- [Rows of labeled boxes]
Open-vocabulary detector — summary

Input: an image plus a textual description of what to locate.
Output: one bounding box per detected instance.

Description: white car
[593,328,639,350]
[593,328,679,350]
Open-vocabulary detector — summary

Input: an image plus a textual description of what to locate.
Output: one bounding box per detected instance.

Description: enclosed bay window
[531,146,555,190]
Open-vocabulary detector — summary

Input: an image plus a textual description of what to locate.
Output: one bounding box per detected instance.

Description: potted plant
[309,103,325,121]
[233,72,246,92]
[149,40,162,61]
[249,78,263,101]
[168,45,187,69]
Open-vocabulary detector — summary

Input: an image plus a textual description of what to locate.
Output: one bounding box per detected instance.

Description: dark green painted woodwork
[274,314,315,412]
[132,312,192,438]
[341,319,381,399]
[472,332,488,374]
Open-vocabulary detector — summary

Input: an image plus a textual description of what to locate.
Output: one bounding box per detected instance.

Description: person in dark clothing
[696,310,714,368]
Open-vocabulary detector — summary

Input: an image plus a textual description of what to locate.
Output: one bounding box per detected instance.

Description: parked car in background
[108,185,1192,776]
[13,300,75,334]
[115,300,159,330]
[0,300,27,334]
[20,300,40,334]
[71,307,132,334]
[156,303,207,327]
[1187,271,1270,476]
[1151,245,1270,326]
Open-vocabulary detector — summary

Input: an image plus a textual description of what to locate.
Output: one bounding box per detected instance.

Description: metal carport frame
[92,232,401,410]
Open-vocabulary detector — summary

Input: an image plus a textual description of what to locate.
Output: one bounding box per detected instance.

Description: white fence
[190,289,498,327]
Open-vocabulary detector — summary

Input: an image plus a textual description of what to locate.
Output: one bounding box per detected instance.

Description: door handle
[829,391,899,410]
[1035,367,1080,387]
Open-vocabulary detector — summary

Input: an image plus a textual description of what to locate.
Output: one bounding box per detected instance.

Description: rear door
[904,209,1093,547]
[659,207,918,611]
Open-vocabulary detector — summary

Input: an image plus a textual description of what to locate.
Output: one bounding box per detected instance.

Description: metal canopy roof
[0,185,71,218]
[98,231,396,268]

- [Given exercise]
Copy each line of the rows above without any change.

- [Exercise answer]
Open-vocabulary detector — summary

Input: an image plus a textual description of what to locate.
Output: one bounding box per detected instance.

Description: white car
[593,328,639,350]
[593,328,679,350]
Open-vocabulary detector — summary

Input: an image plus a textual description of what to locate.
Output: one bounding box per detected instance.

Description: enclosed bay window
[531,146,555,190]
Open-vocabulary detector — summary

Input: an image plus a textual description of what to locate.
Output: one bounding box per detected instance.

Description: potted plant
[309,103,325,121]
[233,72,246,92]
[149,40,162,61]
[249,78,263,101]
[168,45,187,69]
Open-vocabulary detector — summary

Input: an image plus a textual description of what to locate.
Output: one bounding box per detected instance.

Description: dark green painted woodwork
[274,314,315,412]
[132,312,192,438]
[341,319,381,399]
[472,332,488,374]
Open-vocabulary detector — summary

Input: an image plus a textual description of what to locate.
Output: one bounding box per detected instance.

Description: person in dark clothing
[696,310,714,368]
Open-vocabulary detector — summary

Input: an image plus a textual description of what to locate.
Output: one bounding box per detected instance.

Description: parked car in background
[108,185,1192,776]
[13,300,75,334]
[115,300,159,330]
[0,300,27,334]
[20,300,40,334]
[71,307,132,334]
[156,303,207,327]
[1187,271,1270,476]
[1151,245,1270,326]
Open-vocabulary detector — summary

Input: an image plus a textual description of what to locate.
Output: one bounding box per detected instance.

Description: metal carport frame
[92,232,401,410]
Open-vocabulary detector — summary

Input: an image plus a textual description of what to locate.
Output: one bounding box per detected instance.

Description: white fence
[190,289,498,327]
Open-vocabulary detector — summary

Input: an image plus a textual description of what to locate.
Output: one bounding box per detected instance.

Description: door handle
[829,391,899,410]
[1035,367,1080,387]
Open-vocabulary detector — summary

Input: an image plus a textual description of what to locate.
Output: one bounding box per detected instance.

Description: rear door
[904,209,1093,547]
[659,207,918,611]
Open-vocabulary detector — summary

Input: an image plus a textual description of what to locate.
Output: one bounding box per detected instance.

Description: metal canopy roof
[0,185,71,218]
[98,231,396,268]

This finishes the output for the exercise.